__RECORDS__:
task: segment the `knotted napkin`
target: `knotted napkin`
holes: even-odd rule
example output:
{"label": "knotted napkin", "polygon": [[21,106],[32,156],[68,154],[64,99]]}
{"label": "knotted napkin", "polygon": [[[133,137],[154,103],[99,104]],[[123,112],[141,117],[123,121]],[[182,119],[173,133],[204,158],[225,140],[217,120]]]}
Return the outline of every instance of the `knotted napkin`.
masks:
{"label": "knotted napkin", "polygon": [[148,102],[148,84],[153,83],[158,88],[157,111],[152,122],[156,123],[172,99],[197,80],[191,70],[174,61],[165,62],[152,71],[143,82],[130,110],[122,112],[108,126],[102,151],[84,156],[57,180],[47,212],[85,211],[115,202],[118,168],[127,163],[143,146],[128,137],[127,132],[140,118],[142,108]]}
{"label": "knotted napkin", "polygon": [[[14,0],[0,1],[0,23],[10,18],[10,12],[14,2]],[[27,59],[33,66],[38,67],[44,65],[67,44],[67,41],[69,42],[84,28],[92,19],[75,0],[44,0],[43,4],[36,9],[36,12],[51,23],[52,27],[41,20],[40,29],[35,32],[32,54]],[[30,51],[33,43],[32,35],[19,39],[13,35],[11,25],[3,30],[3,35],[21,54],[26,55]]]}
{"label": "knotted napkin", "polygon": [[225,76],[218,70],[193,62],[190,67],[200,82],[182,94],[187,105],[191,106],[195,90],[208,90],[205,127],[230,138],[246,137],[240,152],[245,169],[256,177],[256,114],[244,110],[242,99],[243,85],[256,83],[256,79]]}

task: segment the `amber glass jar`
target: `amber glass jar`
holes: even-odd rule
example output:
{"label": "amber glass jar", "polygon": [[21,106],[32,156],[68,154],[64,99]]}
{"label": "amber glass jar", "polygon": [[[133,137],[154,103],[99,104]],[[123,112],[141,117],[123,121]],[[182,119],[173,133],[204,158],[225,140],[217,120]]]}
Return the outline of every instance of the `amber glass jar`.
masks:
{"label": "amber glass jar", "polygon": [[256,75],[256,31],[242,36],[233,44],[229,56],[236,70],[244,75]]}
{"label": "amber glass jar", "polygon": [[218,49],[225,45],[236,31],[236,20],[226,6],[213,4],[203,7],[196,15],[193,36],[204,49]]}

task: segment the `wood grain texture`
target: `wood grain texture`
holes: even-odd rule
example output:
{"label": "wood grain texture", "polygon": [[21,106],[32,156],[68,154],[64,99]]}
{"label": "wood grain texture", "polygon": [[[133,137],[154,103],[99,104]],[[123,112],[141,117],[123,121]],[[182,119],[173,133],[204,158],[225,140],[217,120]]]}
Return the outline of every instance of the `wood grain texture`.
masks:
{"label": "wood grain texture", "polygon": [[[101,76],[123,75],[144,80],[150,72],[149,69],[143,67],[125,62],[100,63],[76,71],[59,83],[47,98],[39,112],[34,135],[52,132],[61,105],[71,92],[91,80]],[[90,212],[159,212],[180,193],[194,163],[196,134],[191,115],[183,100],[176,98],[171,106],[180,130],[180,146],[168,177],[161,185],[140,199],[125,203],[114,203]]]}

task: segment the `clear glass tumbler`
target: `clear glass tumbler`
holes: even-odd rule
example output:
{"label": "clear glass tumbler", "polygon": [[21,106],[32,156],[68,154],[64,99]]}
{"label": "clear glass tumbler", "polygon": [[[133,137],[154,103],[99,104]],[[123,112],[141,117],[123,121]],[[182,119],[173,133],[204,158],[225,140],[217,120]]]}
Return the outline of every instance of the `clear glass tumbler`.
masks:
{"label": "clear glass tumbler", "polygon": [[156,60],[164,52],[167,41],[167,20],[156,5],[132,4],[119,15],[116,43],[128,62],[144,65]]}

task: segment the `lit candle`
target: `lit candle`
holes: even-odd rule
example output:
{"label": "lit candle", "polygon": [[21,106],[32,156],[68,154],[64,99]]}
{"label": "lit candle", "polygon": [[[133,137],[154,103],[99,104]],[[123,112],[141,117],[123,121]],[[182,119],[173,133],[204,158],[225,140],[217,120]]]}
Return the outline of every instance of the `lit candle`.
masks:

__TASK OBJECTIVE__: Retype the whole listing, matching it exactly.

__EXERCISE RESPONSE__:
task: segment the `knotted napkin`
target: `knotted napkin`
holes: even-odd rule
example output:
{"label": "knotted napkin", "polygon": [[21,106],[32,156],[68,154],[64,99]]}
{"label": "knotted napkin", "polygon": [[[133,137],[154,103],[99,104]],[[123,112],[141,117],[123,121]],[[182,119],[173,133],[204,158],[225,140],[217,120]]]}
Return the outline of every instance of the `knotted napkin`.
masks:
{"label": "knotted napkin", "polygon": [[148,102],[148,84],[153,83],[158,88],[157,111],[152,122],[156,123],[172,99],[197,80],[191,70],[174,61],[165,62],[152,71],[143,82],[130,110],[122,112],[108,126],[102,151],[84,156],[57,180],[47,212],[85,211],[115,202],[118,168],[127,163],[143,146],[128,137],[127,132],[140,118],[142,108]]}
{"label": "knotted napkin", "polygon": [[[14,0],[0,1],[0,23],[10,18],[10,12],[14,2]],[[27,59],[33,66],[38,67],[44,65],[67,44],[67,41],[69,42],[84,28],[92,19],[75,0],[44,0],[43,4],[36,9],[36,12],[51,23],[52,27],[41,20],[40,29],[35,32],[32,54]],[[30,51],[33,43],[32,35],[19,39],[13,35],[11,25],[3,30],[3,35],[21,54],[26,55]]]}
{"label": "knotted napkin", "polygon": [[225,76],[218,70],[193,62],[190,67],[200,82],[182,94],[187,105],[191,106],[195,90],[208,90],[205,127],[230,138],[246,137],[240,152],[245,169],[256,177],[256,114],[244,110],[242,99],[243,85],[256,83],[256,79]]}

task: segment the `amber glass jar`
target: `amber glass jar`
holes: even-odd rule
example output:
{"label": "amber glass jar", "polygon": [[21,106],[32,156],[68,154],[64,99]]}
{"label": "amber glass jar", "polygon": [[[133,137],[154,103],[99,104]],[[123,112],[141,117],[123,121]],[[182,119],[173,133],[204,158],[225,140],[217,120]]]}
Return the outline of every instance of the `amber glass jar`.
masks:
{"label": "amber glass jar", "polygon": [[256,75],[256,31],[242,36],[233,44],[229,56],[236,70],[244,75]]}
{"label": "amber glass jar", "polygon": [[218,49],[225,45],[236,31],[236,20],[226,6],[213,4],[203,7],[196,15],[193,36],[204,49]]}

task: segment the `wood grain texture`
target: `wood grain texture`
holes: even-odd rule
example output:
{"label": "wood grain texture", "polygon": [[21,106],[32,156],[68,154],[64,99]]}
{"label": "wood grain texture", "polygon": [[[133,137],[154,103],[99,104]],[[123,112],[141,117],[123,121]],[[182,119],[173,133],[204,158],[225,140],[217,120]]]}
Return the outline of every instance of the `wood grain texture`.
masks:
{"label": "wood grain texture", "polygon": [[[101,76],[123,75],[144,80],[150,72],[149,69],[143,67],[125,62],[100,63],[76,71],[59,83],[47,98],[39,112],[34,135],[52,132],[61,105],[71,92],[91,80]],[[90,212],[159,212],[180,193],[194,163],[196,134],[191,115],[183,100],[176,98],[171,106],[180,130],[180,146],[168,177],[161,185],[140,199],[125,203],[114,203]]]}

task: segment the `clear glass tumbler`
target: `clear glass tumbler`
holes: even-odd rule
example output:
{"label": "clear glass tumbler", "polygon": [[21,106],[32,156],[68,154],[64,99]]}
{"label": "clear glass tumbler", "polygon": [[[133,137],[154,103],[99,104]],[[123,112],[141,117],[123,121]],[[182,119],[173,133],[204,158],[225,140],[217,120]]]}
Return the outline of every instance of the `clear glass tumbler`.
masks:
{"label": "clear glass tumbler", "polygon": [[156,60],[164,52],[167,41],[167,20],[156,5],[132,4],[119,15],[116,43],[128,62],[144,65]]}

task: segment the `lit candle`
target: `lit candle`
holes: even-odd rule
example output:
{"label": "lit candle", "polygon": [[21,106],[32,156],[68,154],[64,99]]}
{"label": "lit candle", "polygon": [[[133,137],[154,103],[99,104]],[[123,112],[141,117],[123,121]],[[182,119],[173,133],[204,158],[225,140],[217,120]]]}
Return the outline of every instance of the `lit candle`.
masks:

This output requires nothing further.